WRITTEN TASK 1 >>
From the breakdown of the book Flow, extract the passage running from "The book would" up to and including "in our lives.".
WRITTEN TASK 2 >>
In the breakdown of the book Flow, which chapters of the book does this week's breakdown cover?

***** GIVEN TEXT

This week we will be breaking down Chapters 8, 9 and 10 of Flow: The Psychology of Optimal Experience. If you haven’t read the breakdown for week 3 yet, go do so before continuing on with week 4.
In this weeks reading the author talks about three main topics:
- Our relationship with others
- How we deal with chaos
- Finding meaning in life
Let’s break down what the book says about each of these three topics.
Our Relationships & How They Lead To Flow
It is pretty common to believe that our relationships play a big part in our overall happiness, right?
The book says “If we learn to make our relations with others more like flow experiences, our quality of life as a whole is going to be much improved.”
Why is it that relationships are so important?
The book says that we are “social animals” and that we are designed to have relationships with others.
When left alone, especially when we have nothing to do, we tend to experience sadness. According to the book one of the reasons for this is because “keeping order in the mind from within is very difficult.”
That’s not to say that we cannot be happy when we are alone. It just means that we have a harder time experiencing happiness when alone. The author says “One can survive solitude, but only if one finds ways of ordering attention that will prevent entropy from destructuring the mind.”
Whether alone, or in the company of other people, the book says that we must learn to control our mind and structure out thoughts. One of the best ways to do this is through the implementation of goals.
Just like in the other areas of our lives we have talked about in the previous weeks, our interactions with family and friends needs to involve goals for us to find flow and happiness.
These goals can be long term things like planning to buy a home, start a family, or saving for retirement. They can also be short term things like planning our weekly meals, going on dates, spending quality focused time with a spouse or friend (that means put the phone in your pocket), or any other personal goal that you have that you can involve your friend or family member in.
It doesn’t really matter what the goal is, it just matters that you have a goal you are working towards in each relationship you are part of.
It’s Not What Happens That Matters, It’s How You Deal With It
It is easy to be happy when everything is going our way, right?
But what happens when things start to fall apart? What happens when we experience situations that we don’t want to experience?
According to the author it is these times in life that can have massive impacts on our level of happiness and flow.
The good news is that it is within our control!
How so?
In the book the author gives examples of people who have experienced tragedy, and yet they still regard the experience as an overall good experience.
Is this because the tragedy they experienced was really not that bad? Or is there something else that gives them the ability to have this outlook?
The book would suggest that these tragedies, most of which are described as truly being terrible experiences, should have been looked at for what they were. But it was a choice made by the individuals to whom they happened to look at them in a positive light.
What the author is showing us is that we have the power to determine the meaning of the things that happen to us.
We can transform tragedies, and turn them into something good.
The author says “Of all the virtues we can learn no trait is more useful, more essential for survival, and more likely to improve the quality of life than the ability to transform adversity into an enjoyable challenge.”
We may not be in control of the things that happen to us in life, but we are in control of what we let them mean in our lives.
No matter what happens to you – whether it is getting fired from a job, getting dumped, having a financial setback, or any other negative event – the experience can be turned into a positive if you have the right outlook.
The Meaning of Life
The books final chapter brings the idea of flow and happiness full circle. It highlights the fact that happiness can not be found by achieving flow in a single area of life.

**********
***** GIVEN MATERIAL

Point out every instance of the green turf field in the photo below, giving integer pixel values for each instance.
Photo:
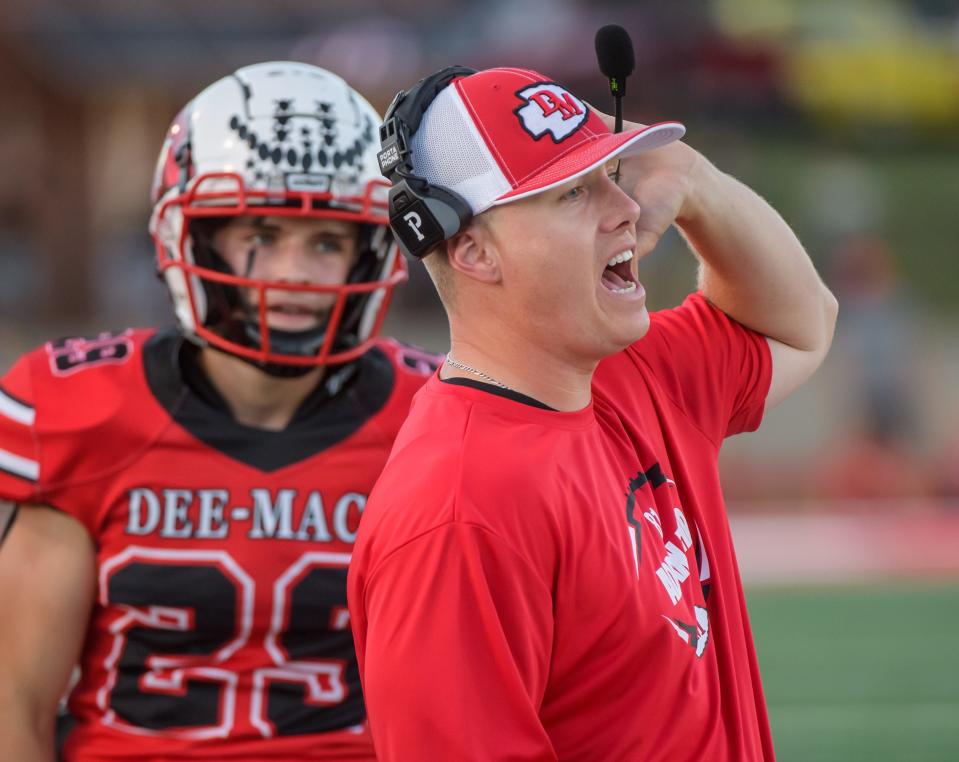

**********

CORRECT OUTPUT 1 >>
The book would suggest that these tragedies, most of which are described as truly being terrible experiences, should have been looked at for what they were. But it was a choice made by the individuals to whom they happened to look at them in a positive light.
What the author is showing us is that we have the power to determine the meaning of the things that happen to us.
We can transform tragedies, and turn them into something good.
The author says “Of all the virtues we can learn no trait is more useful, more essential for survival, and more likely to improve the quality of life than the ability to transform adversity into an enjoyable challenge.”
We may not be in control of the things that happen to us in life, but we are in control of what we let them mean in our lives.

CORRECT OUTPUT 2 >>
Chapters 8, 9 and 10.